Work request: In the listing below, locate the line containing "all instances, own outline each"; reproduce that line and all lines that follow it, unchanged.

The data:
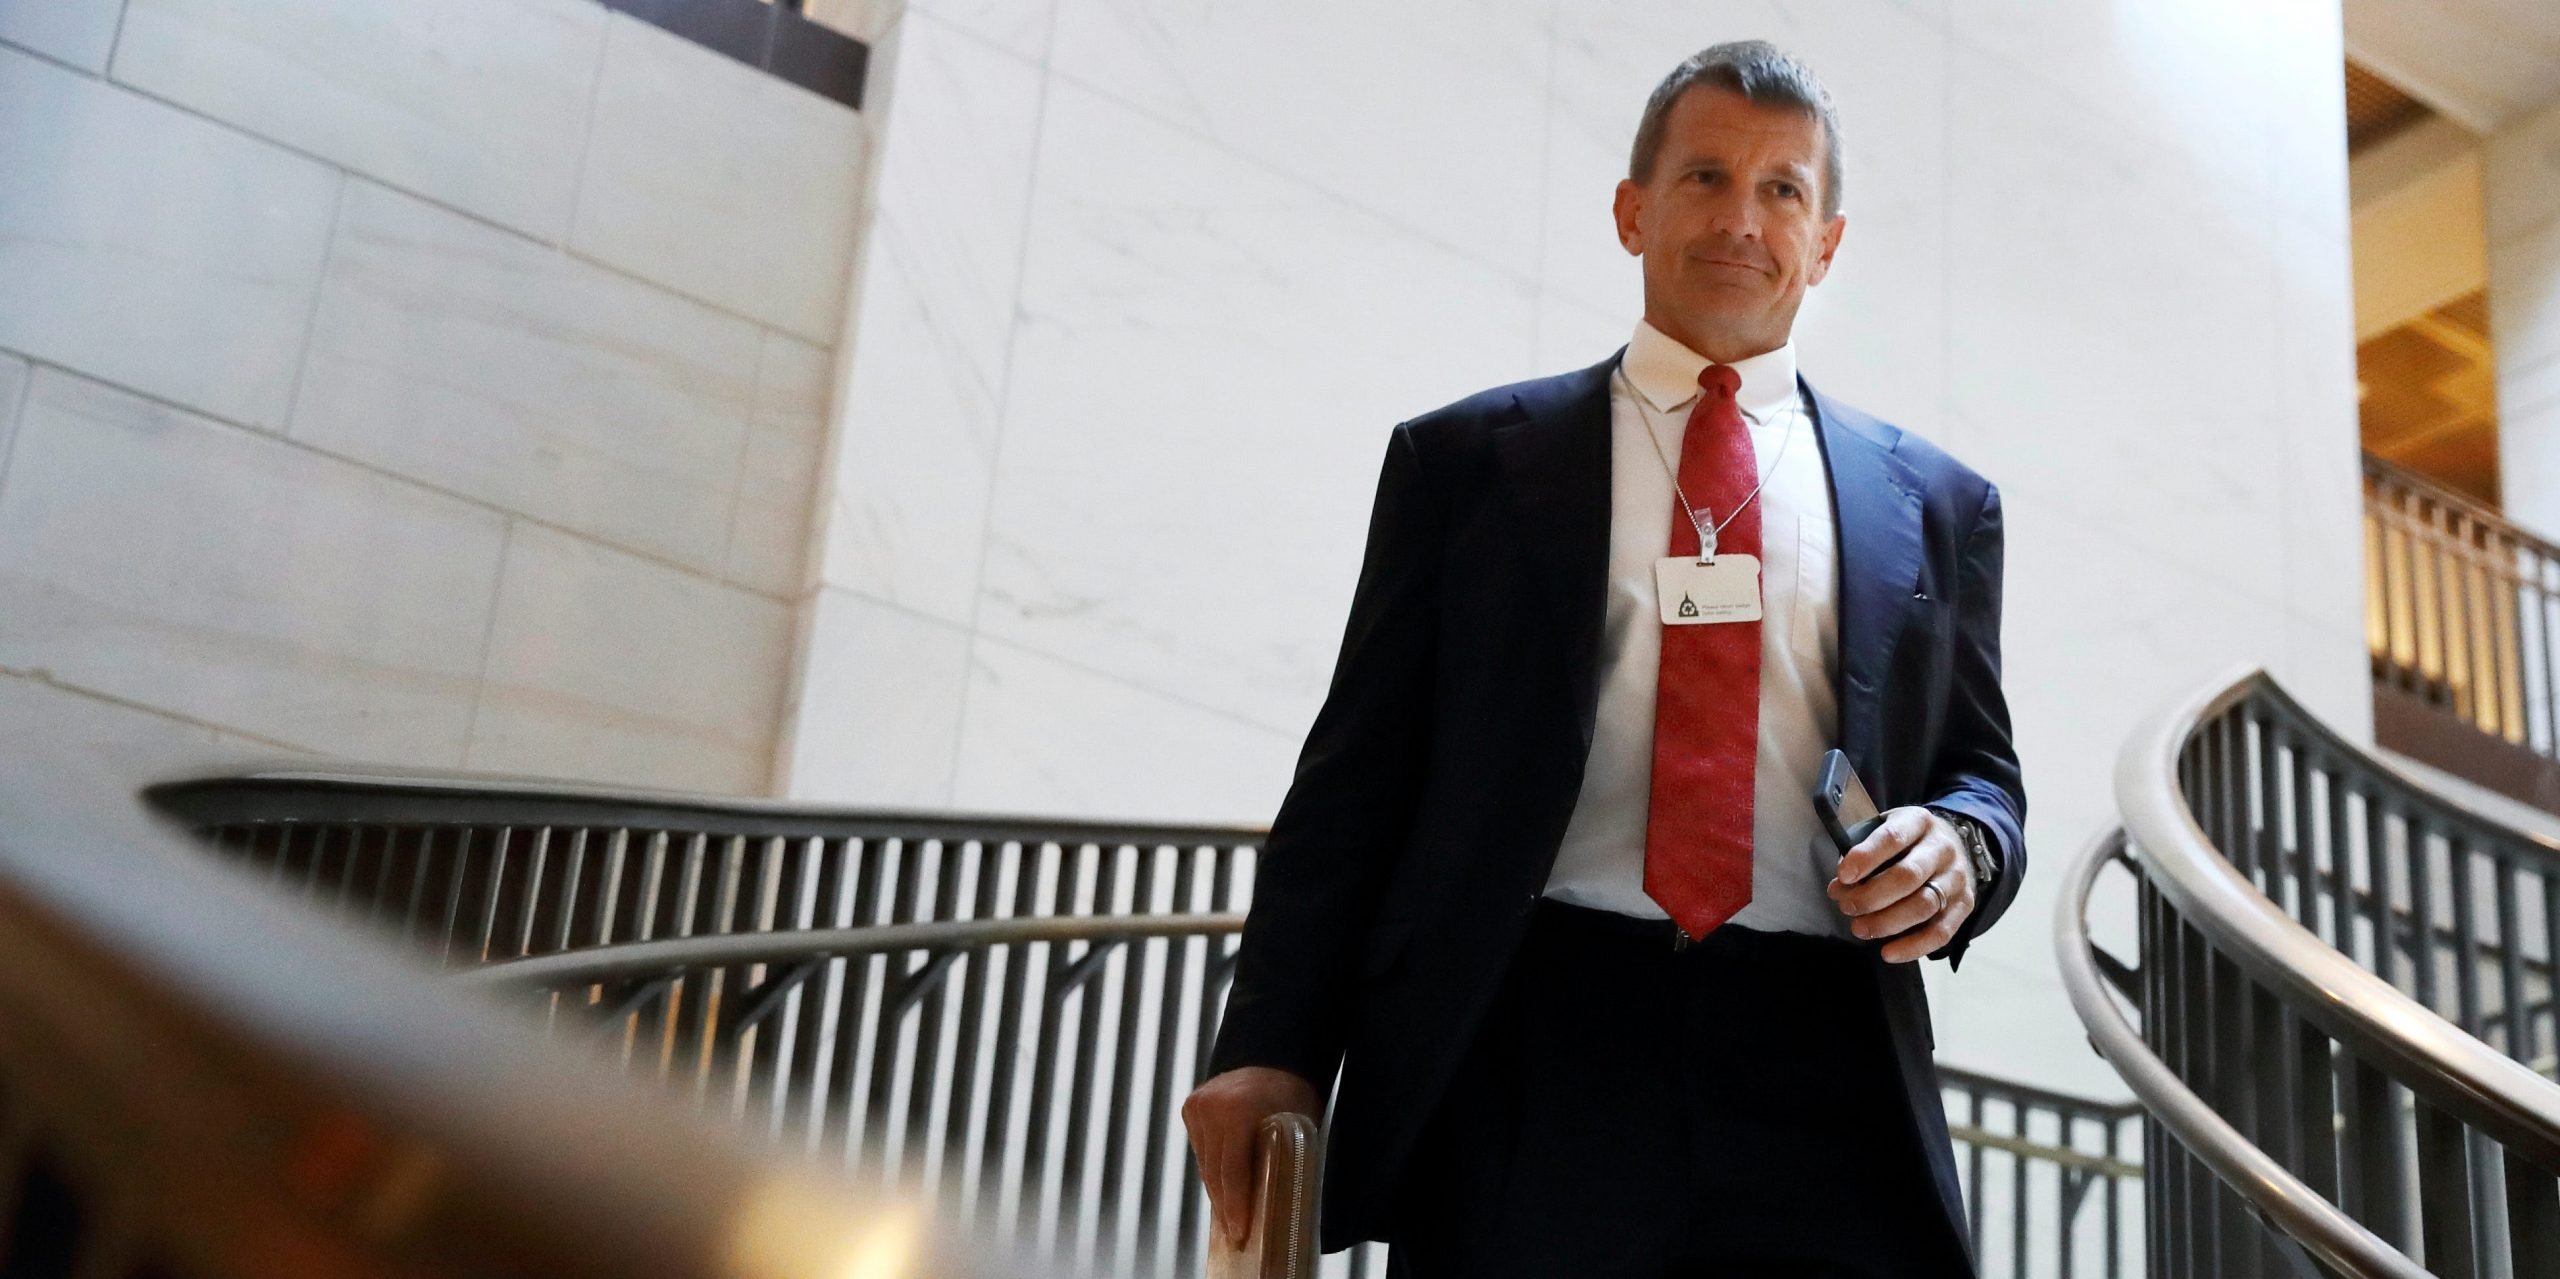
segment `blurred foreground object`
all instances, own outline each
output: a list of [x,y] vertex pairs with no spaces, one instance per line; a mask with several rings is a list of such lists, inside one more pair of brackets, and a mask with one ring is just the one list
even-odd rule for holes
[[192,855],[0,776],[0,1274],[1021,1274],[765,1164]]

Exercise answer:
all instances, own outline each
output: a list of [x,y] vertex pairs with no spaces, one instance per line; a mask with several rings is a list of such lists, inside one more pair of brackets, and a mask with one ring is just the one list
even-odd rule for holes
[[192,855],[0,776],[0,1274],[1021,1274],[765,1164]]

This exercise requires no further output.